▸ **Directive**: Please update the records by replacing each "storefront window" with "shop window" and changing nothing else, and leave out the pictures when you give them back.

▸ **Data entries**:
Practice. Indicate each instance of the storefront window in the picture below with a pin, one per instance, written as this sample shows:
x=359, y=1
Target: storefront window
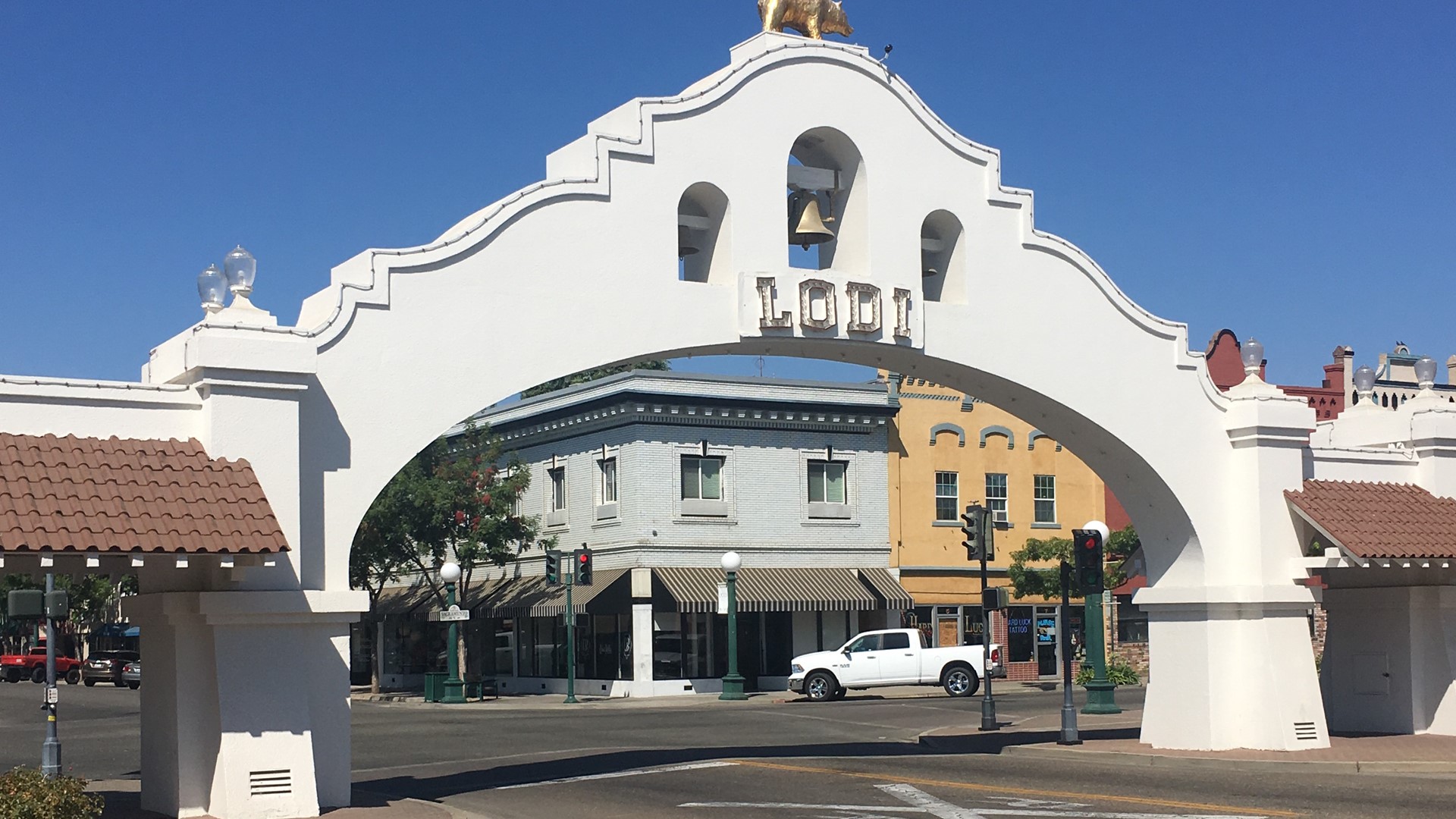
x=921, y=620
x=1019, y=634
x=504, y=645
x=413, y=646
x=778, y=643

▸ **Answer below**:
Practice. Indicate each instance of the shop window in the picture below with a pin, one per instance, written as this sample shows:
x=359, y=1
Target: shop window
x=921, y=620
x=1019, y=634
x=504, y=645
x=413, y=646
x=778, y=643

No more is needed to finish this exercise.